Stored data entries
--*--

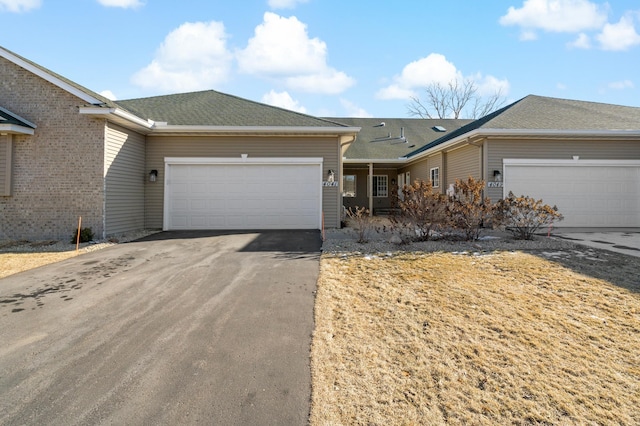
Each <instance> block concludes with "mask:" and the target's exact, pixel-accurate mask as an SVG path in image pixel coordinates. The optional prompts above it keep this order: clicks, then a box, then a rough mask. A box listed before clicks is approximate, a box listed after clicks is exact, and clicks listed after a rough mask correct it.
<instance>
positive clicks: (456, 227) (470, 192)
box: [446, 176, 494, 240]
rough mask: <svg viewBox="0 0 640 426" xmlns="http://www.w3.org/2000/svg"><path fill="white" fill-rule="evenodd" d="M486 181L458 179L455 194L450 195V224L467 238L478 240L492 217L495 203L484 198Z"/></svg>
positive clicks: (448, 217)
mask: <svg viewBox="0 0 640 426" xmlns="http://www.w3.org/2000/svg"><path fill="white" fill-rule="evenodd" d="M483 191H484V181H483V180H476V179H474V178H473V177H471V176H469V178H468V179H467V180H466V181H464V180H461V179H456V183H455V184H454V186H453V194H452V195H450V196H449V197H448V202H447V209H446V213H447V219H448V221H447V222H448V224H449V225H450V226H451V227H452V228H454V229H457V230H461V231H462V232H463V233H464V236H465V238H466V239H467V240H477V239H478V238H479V237H480V232H481V230H482V225H483V224H484V222H485V221H486V220H488V219H490V218H491V215H492V213H493V209H494V205H492V204H491V202H490V201H489V199H488V198H484V197H483V196H482V193H483Z"/></svg>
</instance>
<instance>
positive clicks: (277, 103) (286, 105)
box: [262, 90, 307, 114]
mask: <svg viewBox="0 0 640 426" xmlns="http://www.w3.org/2000/svg"><path fill="white" fill-rule="evenodd" d="M262 102H264V103H265V104H269V105H273V106H277V107H280V108H285V109H288V110H291V111H297V112H301V113H303V114H306V113H307V109H306V108H305V107H303V106H302V105H300V103H299V102H298V101H296V100H295V99H293V98H292V97H291V95H290V94H289V93H287V92H276V91H275V90H271V91H270V92H269V93H265V94H264V95H263V96H262Z"/></svg>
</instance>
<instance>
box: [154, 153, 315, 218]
mask: <svg viewBox="0 0 640 426" xmlns="http://www.w3.org/2000/svg"><path fill="white" fill-rule="evenodd" d="M168 170H170V171H168V172H167V175H168V176H170V179H168V183H167V186H166V189H165V193H166V194H167V201H166V202H167V207H166V214H168V220H167V224H168V227H169V229H317V228H318V227H319V219H320V209H321V197H322V192H321V190H322V187H321V182H320V181H321V176H322V174H321V173H322V172H321V165H320V164H259V165H255V164H169V165H168Z"/></svg>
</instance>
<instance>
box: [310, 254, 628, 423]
mask: <svg viewBox="0 0 640 426" xmlns="http://www.w3.org/2000/svg"><path fill="white" fill-rule="evenodd" d="M607 256H609V255H603V256H600V257H595V258H593V257H588V256H587V257H585V256H583V255H581V254H580V253H578V252H575V253H544V252H537V253H535V254H532V253H525V252H517V251H501V252H488V253H466V252H465V253H445V252H435V253H394V254H385V255H377V256H364V255H355V254H354V255H340V254H324V255H323V256H322V261H321V270H320V278H319V282H318V292H317V298H316V308H315V321H316V328H315V331H314V336H313V344H312V359H311V369H312V380H313V394H312V410H311V423H312V425H353V424H364V425H383V424H384V425H393V424H398V425H413V424H416V425H417V424H421V425H422V424H436V425H437V424H474V425H483V424H486V425H494V424H517V425H525V424H603V425H607V424H616V425H618V424H620V425H637V424H640V409H639V408H638V407H639V406H640V284H639V282H638V281H639V278H638V277H639V276H640V259H638V258H630V257H626V256H622V255H620V256H614V255H611V256H610V257H607Z"/></svg>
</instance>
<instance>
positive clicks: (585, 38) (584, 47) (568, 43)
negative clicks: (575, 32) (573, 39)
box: [567, 33, 591, 49]
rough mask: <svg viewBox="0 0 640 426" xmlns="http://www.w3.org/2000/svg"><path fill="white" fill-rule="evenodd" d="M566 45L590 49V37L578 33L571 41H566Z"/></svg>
mask: <svg viewBox="0 0 640 426" xmlns="http://www.w3.org/2000/svg"><path fill="white" fill-rule="evenodd" d="M567 46H569V47H575V48H577V49H590V48H591V38H590V37H589V36H588V35H586V34H585V33H580V34H578V38H576V39H575V40H574V41H572V42H571V43H568V44H567Z"/></svg>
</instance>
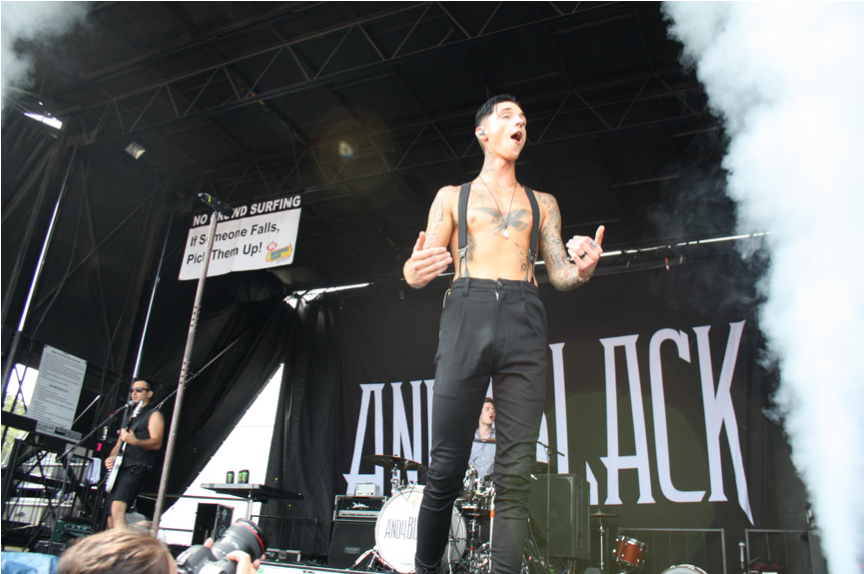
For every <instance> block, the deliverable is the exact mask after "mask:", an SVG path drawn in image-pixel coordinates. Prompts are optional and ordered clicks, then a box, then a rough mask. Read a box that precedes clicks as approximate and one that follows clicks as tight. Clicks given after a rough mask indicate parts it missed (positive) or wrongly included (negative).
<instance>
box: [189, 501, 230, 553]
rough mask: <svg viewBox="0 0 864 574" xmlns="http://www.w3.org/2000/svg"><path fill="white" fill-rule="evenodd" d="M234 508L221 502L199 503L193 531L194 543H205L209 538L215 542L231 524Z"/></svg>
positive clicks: (193, 537) (197, 543) (198, 504)
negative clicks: (219, 502) (217, 502)
mask: <svg viewBox="0 0 864 574" xmlns="http://www.w3.org/2000/svg"><path fill="white" fill-rule="evenodd" d="M233 516H234V509H233V508H232V507H230V506H223V505H221V504H205V503H203V502H199V503H198V513H197V514H196V515H195V529H194V530H193V531H192V545H193V546H194V545H195V544H204V541H205V540H207V539H208V538H212V539H213V541H214V542H215V541H216V540H219V538H220V537H221V536H222V535H223V534H225V531H226V530H228V528H229V527H230V526H231V518H232V517H233Z"/></svg>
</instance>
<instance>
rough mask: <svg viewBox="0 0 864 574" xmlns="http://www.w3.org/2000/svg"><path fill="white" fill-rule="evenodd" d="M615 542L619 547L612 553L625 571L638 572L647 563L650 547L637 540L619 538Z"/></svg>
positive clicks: (621, 566)
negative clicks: (635, 570) (634, 570)
mask: <svg viewBox="0 0 864 574" xmlns="http://www.w3.org/2000/svg"><path fill="white" fill-rule="evenodd" d="M615 542H616V543H617V546H616V548H615V550H613V551H612V553H613V554H615V559H616V560H617V562H618V564H619V565H620V566H621V568H623V569H624V570H627V571H630V570H636V569H637V568H641V567H642V564H644V563H645V555H646V554H647V553H648V545H647V544H645V543H644V542H640V541H638V540H636V539H635V538H627V537H626V536H623V535H622V536H619V537H618V538H617V539H616V540H615ZM691 574H692V573H691Z"/></svg>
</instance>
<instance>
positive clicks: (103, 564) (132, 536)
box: [57, 528, 177, 574]
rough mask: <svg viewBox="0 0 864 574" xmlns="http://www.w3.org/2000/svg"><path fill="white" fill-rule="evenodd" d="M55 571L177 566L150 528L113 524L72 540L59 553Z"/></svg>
mask: <svg viewBox="0 0 864 574" xmlns="http://www.w3.org/2000/svg"><path fill="white" fill-rule="evenodd" d="M57 574H177V567H176V566H175V565H174V558H173V557H172V556H171V552H169V551H168V547H167V546H165V544H164V543H163V542H162V541H161V540H158V539H157V538H154V537H153V536H151V535H150V533H149V532H146V531H141V530H136V529H131V528H114V529H111V530H105V531H102V532H99V533H97V534H93V535H92V536H87V537H84V538H79V539H78V540H77V541H75V542H74V543H73V544H72V545H71V546H69V548H67V549H66V551H65V552H64V553H63V554H62V555H61V556H60V562H59V564H58V565H57Z"/></svg>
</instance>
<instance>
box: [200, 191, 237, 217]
mask: <svg viewBox="0 0 864 574" xmlns="http://www.w3.org/2000/svg"><path fill="white" fill-rule="evenodd" d="M198 198H199V199H200V200H201V201H203V202H204V203H206V204H207V205H209V206H210V207H212V208H213V209H215V210H216V211H218V212H219V213H221V214H222V215H224V216H225V217H231V213H232V212H233V211H234V210H233V209H232V208H231V206H230V205H228V204H227V203H225V202H224V201H222V200H221V199H217V198H215V197H213V196H212V195H210V194H209V193H204V192H203V191H202V192H201V193H199V194H198Z"/></svg>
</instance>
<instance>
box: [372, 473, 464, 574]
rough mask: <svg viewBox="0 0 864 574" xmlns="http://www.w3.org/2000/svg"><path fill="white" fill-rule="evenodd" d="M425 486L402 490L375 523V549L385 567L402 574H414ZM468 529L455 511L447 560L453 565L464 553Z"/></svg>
mask: <svg viewBox="0 0 864 574" xmlns="http://www.w3.org/2000/svg"><path fill="white" fill-rule="evenodd" d="M423 488H424V486H423V485H422V484H418V485H414V486H409V487H408V488H405V489H402V490H400V491H398V492H396V493H395V494H393V496H392V497H391V498H390V500H388V501H387V502H386V503H385V504H384V507H383V508H381V513H380V514H378V519H377V520H376V522H375V548H376V550H377V551H378V556H379V558H380V559H381V561H382V562H383V563H384V565H385V566H387V567H388V568H391V569H392V570H395V571H396V572H400V573H401V574H410V573H411V572H414V553H415V551H416V550H417V516H418V515H419V514H420V502H421V501H422V500H423ZM466 533H467V529H466V528H465V521H464V520H463V519H462V515H461V514H460V513H459V511H458V510H456V508H455V507H454V508H453V517H452V518H451V520H450V542H449V543H448V544H447V552H446V553H445V555H444V560H446V561H447V562H454V561H456V560H459V559H460V558H461V557H462V554H463V553H464V552H465V537H466Z"/></svg>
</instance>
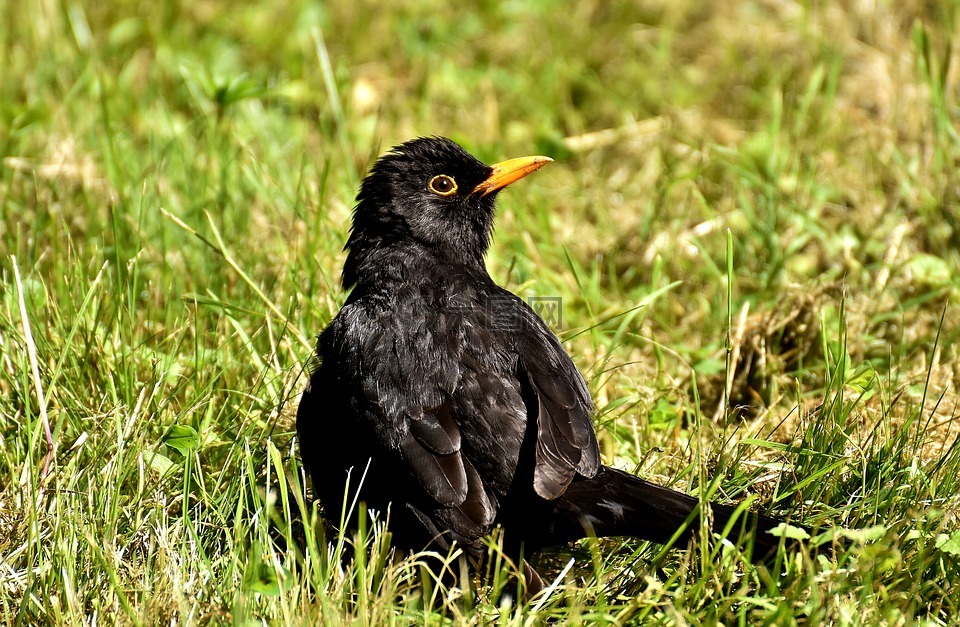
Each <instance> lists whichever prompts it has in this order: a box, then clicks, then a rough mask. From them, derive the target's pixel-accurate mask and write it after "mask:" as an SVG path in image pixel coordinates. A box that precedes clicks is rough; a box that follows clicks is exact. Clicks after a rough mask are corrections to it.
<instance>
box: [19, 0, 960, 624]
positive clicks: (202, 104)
mask: <svg viewBox="0 0 960 627" xmlns="http://www.w3.org/2000/svg"><path fill="white" fill-rule="evenodd" d="M868 4H869V3H868ZM428 5H429V6H428ZM0 13H2V14H3V16H4V19H3V22H2V26H0V68H3V70H2V72H0V158H2V162H0V276H2V283H0V285H2V290H0V477H3V480H0V617H2V619H3V620H4V621H6V622H17V621H19V622H20V624H38V623H39V624H64V625H74V624H82V623H104V622H106V623H114V622H120V623H135V624H136V623H175V624H194V623H199V624H205V623H215V624H220V623H250V624H253V623H257V624H259V623H260V622H261V621H266V622H271V623H277V624H298V623H313V622H318V623H330V624H344V623H360V624H369V625H374V624H376V625H379V624H384V623H397V624H409V623H420V622H424V623H430V624H447V623H454V624H459V623H478V624H481V623H482V624H486V623H491V622H496V623H503V624H527V623H531V622H542V621H547V620H556V621H558V622H564V621H569V622H577V621H580V622H598V623H604V622H610V623H641V622H644V621H662V622H670V623H676V624H683V623H691V624H700V623H706V624H710V623H714V622H723V623H726V624H729V623H733V622H741V623H754V622H760V621H767V622H770V623H774V624H791V623H796V622H805V623H806V622H809V623H819V622H848V623H897V624H902V623H911V622H914V621H928V622H932V623H947V622H950V621H951V620H953V619H952V617H953V616H955V615H956V614H957V612H958V611H960V608H958V601H957V599H958V598H960V595H958V594H957V586H958V583H960V533H958V531H957V529H958V520H957V516H958V511H960V482H958V479H957V477H958V474H960V450H958V441H960V440H958V434H960V425H958V421H957V420H956V413H957V404H958V400H960V397H958V394H957V383H958V381H960V356H958V354H957V346H958V343H957V339H958V336H960V325H958V324H957V320H958V317H957V303H956V300H957V295H958V287H960V279H958V277H960V253H958V252H957V251H958V250H960V245H958V244H960V191H958V190H960V180H958V175H957V168H956V167H955V166H956V163H957V162H958V155H960V136H958V134H957V132H956V126H957V94H958V91H957V90H958V76H960V75H958V73H957V71H958V70H957V64H956V59H955V46H956V33H957V32H958V31H957V19H958V15H957V13H956V10H955V9H954V8H953V5H952V4H951V3H927V4H923V3H883V2H881V3H872V4H870V7H869V9H868V8H867V5H862V6H861V5H859V4H850V3H827V4H826V5H821V4H816V5H812V6H807V5H802V4H790V3H769V2H742V3H741V2H736V3H734V2H721V3H710V4H709V5H706V4H704V5H701V4H700V3H695V2H672V3H663V4H649V3H647V4H644V5H642V6H641V5H635V4H631V3H588V2H579V3H569V4H568V3H560V2H554V1H551V0H541V1H529V2H508V3H487V4H483V6H481V7H478V8H457V7H452V6H450V5H449V3H426V5H425V4H424V3H413V2H399V3H393V4H390V5H389V6H388V5H385V4H382V3H377V4H370V5H367V4H365V3H360V4H358V3H355V2H354V3H349V2H330V3H325V4H312V3H307V2H297V1H294V2H288V3H281V4H279V5H277V4H275V3H258V2H252V3H244V4H242V5H230V4H224V3H218V2H198V3H188V4H185V5H182V6H181V5H177V4H176V3H172V4H171V3H156V4H153V3H149V2H147V3H143V2H138V3H135V2H127V1H126V0H118V1H117V2H113V3H108V4H104V5H97V6H96V7H94V6H93V5H92V4H90V5H89V6H87V5H85V4H83V3H76V2H66V3H54V2H49V1H45V0H44V1H40V2H8V3H5V4H3V3H0ZM951 42H953V43H952V44H951ZM432 134H440V135H447V136H451V137H453V138H455V139H457V140H458V141H460V142H462V143H463V144H464V145H465V147H467V148H468V149H469V150H471V151H472V152H474V153H475V154H477V155H478V156H480V157H481V158H483V159H485V160H487V161H488V162H490V161H494V160H498V159H501V158H506V157H512V156H519V155H523V154H534V153H539V154H549V155H551V156H553V157H555V158H556V160H557V162H556V163H554V164H552V165H551V166H550V167H548V168H544V169H543V170H542V171H541V172H539V173H538V174H537V175H536V176H534V177H530V179H528V180H525V181H524V182H523V183H522V184H520V185H518V186H516V187H515V188H511V189H510V190H509V191H508V192H506V193H504V194H502V195H501V198H500V201H499V204H500V212H499V216H498V230H497V233H496V238H495V243H494V247H493V249H492V250H491V253H490V256H489V261H488V265H489V268H490V272H491V275H492V276H493V277H494V278H495V279H496V280H497V281H498V282H500V283H502V284H504V285H506V286H508V287H509V288H511V289H513V290H515V291H517V293H519V294H521V295H522V296H524V297H527V296H551V297H560V298H561V299H562V303H563V308H562V319H563V323H562V326H561V328H559V329H558V332H559V333H560V335H561V337H562V338H563V339H564V340H565V343H566V346H567V348H568V350H569V351H570V352H571V354H572V356H573V358H574V360H575V361H576V363H577V364H578V366H579V367H580V368H581V370H582V371H583V372H584V373H585V375H586V377H587V380H588V382H589V384H590V388H591V391H592V393H593V395H594V398H595V400H596V406H597V414H596V423H597V425H598V428H599V432H600V439H601V446H602V451H603V455H604V460H605V462H607V463H611V464H614V465H617V466H619V467H621V468H626V469H629V470H636V471H637V472H639V473H640V474H641V475H643V476H645V477H648V478H652V479H654V480H657V481H660V482H663V483H669V484H672V485H675V486H676V487H678V488H680V489H684V490H687V491H691V492H696V493H709V494H710V495H711V496H712V498H719V499H731V500H736V501H740V500H743V499H747V498H750V499H753V500H754V506H755V507H759V508H761V509H763V510H765V511H770V512H773V513H776V514H778V515H788V516H790V517H791V518H792V519H800V520H803V521H804V522H806V523H809V524H811V525H813V526H814V527H817V528H818V529H819V530H821V531H824V530H828V529H831V528H833V529H837V530H840V531H836V532H833V535H835V538H834V539H832V540H831V539H829V533H831V532H828V538H827V539H826V540H825V541H827V542H832V543H835V544H836V547H837V551H836V553H835V555H834V556H832V557H826V556H823V555H815V554H813V553H812V552H810V551H801V552H799V553H797V554H790V555H785V556H782V558H781V563H780V568H766V567H761V568H755V567H753V566H752V565H750V564H749V562H748V561H746V560H745V559H744V556H743V555H742V554H741V553H740V552H739V551H738V550H737V549H736V548H734V547H731V546H728V545H726V544H725V543H722V542H720V541H717V540H715V539H713V538H706V539H705V540H704V541H703V542H702V543H699V544H697V545H696V546H694V547H692V548H691V549H690V550H688V551H681V550H669V551H664V550H663V549H662V547H659V546H656V545H650V544H648V543H642V542H635V541H629V540H626V541H624V540H619V539H617V540H601V541H597V542H584V543H581V544H578V545H577V546H574V547H565V548H561V549H558V550H557V551H552V552H550V553H549V554H546V555H544V556H542V558H541V570H542V571H543V572H544V573H545V574H546V575H547V578H548V579H549V581H550V582H552V583H554V584H555V585H553V586H552V587H551V588H550V589H549V593H548V594H546V595H543V596H541V597H537V598H533V599H524V600H521V601H517V600H516V599H514V598H513V597H512V596H511V595H509V594H502V592H503V591H504V590H508V589H509V588H510V586H511V585H512V582H513V581H514V579H513V577H514V576H515V574H516V571H515V569H514V568H513V566H512V565H510V564H508V563H505V562H504V560H503V558H502V556H499V554H498V552H497V550H496V544H495V539H493V540H491V549H490V551H491V560H490V564H491V566H490V568H489V571H488V572H487V573H485V574H484V575H483V576H482V577H478V578H476V579H475V580H473V581H472V582H471V585H470V587H469V588H467V589H456V588H450V587H449V582H448V580H446V579H438V578H436V576H435V575H436V574H435V573H431V572H430V571H429V570H428V569H427V568H426V566H425V563H426V562H425V561H424V559H423V558H424V556H415V557H413V558H410V559H400V558H399V557H398V556H393V555H391V554H390V552H389V547H388V537H387V536H385V535H384V534H381V533H379V531H378V527H377V522H376V521H371V522H370V525H369V527H368V528H367V529H366V530H365V531H364V532H363V533H361V534H360V536H359V537H358V538H330V537H325V536H324V532H323V526H322V525H321V524H319V522H318V521H319V520H321V519H322V516H323V515H324V514H323V513H322V512H319V511H318V510H317V509H316V507H315V506H314V505H313V504H311V503H309V502H308V500H307V499H306V497H305V487H304V485H303V479H302V475H301V468H300V465H299V461H298V458H297V449H296V442H295V439H294V429H293V419H292V416H293V412H294V410H295V407H296V403H297V399H298V395H299V392H300V390H301V389H302V386H303V384H304V378H303V373H304V372H305V370H306V369H307V368H309V367H310V364H311V355H310V352H311V349H310V346H311V344H312V343H313V338H314V336H315V335H316V334H317V333H318V332H319V331H320V330H321V329H322V328H323V326H324V325H325V324H326V323H327V322H328V321H329V320H330V318H331V317H332V316H333V315H334V314H335V313H336V311H337V309H338V307H339V305H340V304H341V303H342V301H343V299H344V296H345V294H344V292H343V291H342V289H341V287H340V284H339V271H340V265H341V263H342V260H343V254H342V251H341V249H342V246H343V242H344V241H345V239H346V235H347V231H348V227H349V215H350V208H351V206H352V203H353V196H354V194H355V192H356V188H357V185H358V183H359V180H360V177H361V176H362V174H363V172H364V170H365V168H366V167H367V166H368V165H369V164H370V163H371V160H372V159H373V158H374V157H375V156H376V155H377V154H379V153H380V152H381V151H383V150H384V149H385V148H387V147H388V146H390V145H392V144H393V143H396V142H399V141H402V140H405V139H409V138H410V137H412V136H415V135H432ZM15 265H16V271H15ZM22 311H26V312H27V319H24V317H23V316H22V314H21V312H22ZM31 354H33V355H34V356H35V359H34V358H33V357H31ZM45 425H49V427H50V430H51V437H52V440H53V444H54V447H53V450H54V454H53V456H52V458H50V459H51V460H52V461H51V462H50V465H49V470H48V471H47V472H44V465H45V460H46V459H47V458H48V454H49V452H50V449H49V447H48V445H47V437H46V434H45ZM332 445H339V446H344V445H349V443H332ZM353 546H355V547H359V548H351V547H353ZM439 557H441V558H442V559H449V560H450V564H451V568H455V567H456V566H454V565H455V564H456V559H455V558H456V556H439ZM571 557H574V558H575V560H574V561H573V562H572V563H571V562H570V558H571ZM430 563H435V562H430Z"/></svg>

--*--

What is being asked — Ending at the line with "box: [446, 176, 494, 240]", reproduce exactly the lines that begin at the top of the data, and include no pictures.

Answer to this exercise —
Each <instance> block concludes with "mask:" and the target's exact, pixel-accurate mask as an SVG path in image pixel coordinates. The optional prompts above it keep this order: clicks, then a box, then a rough mask. A box listed before clicks is approximate, a box listed after clicks is exact, and clicks listed after a rough mask correct it.
<instance>
positive clicks: (456, 227) (470, 192)
box: [446, 176, 494, 240]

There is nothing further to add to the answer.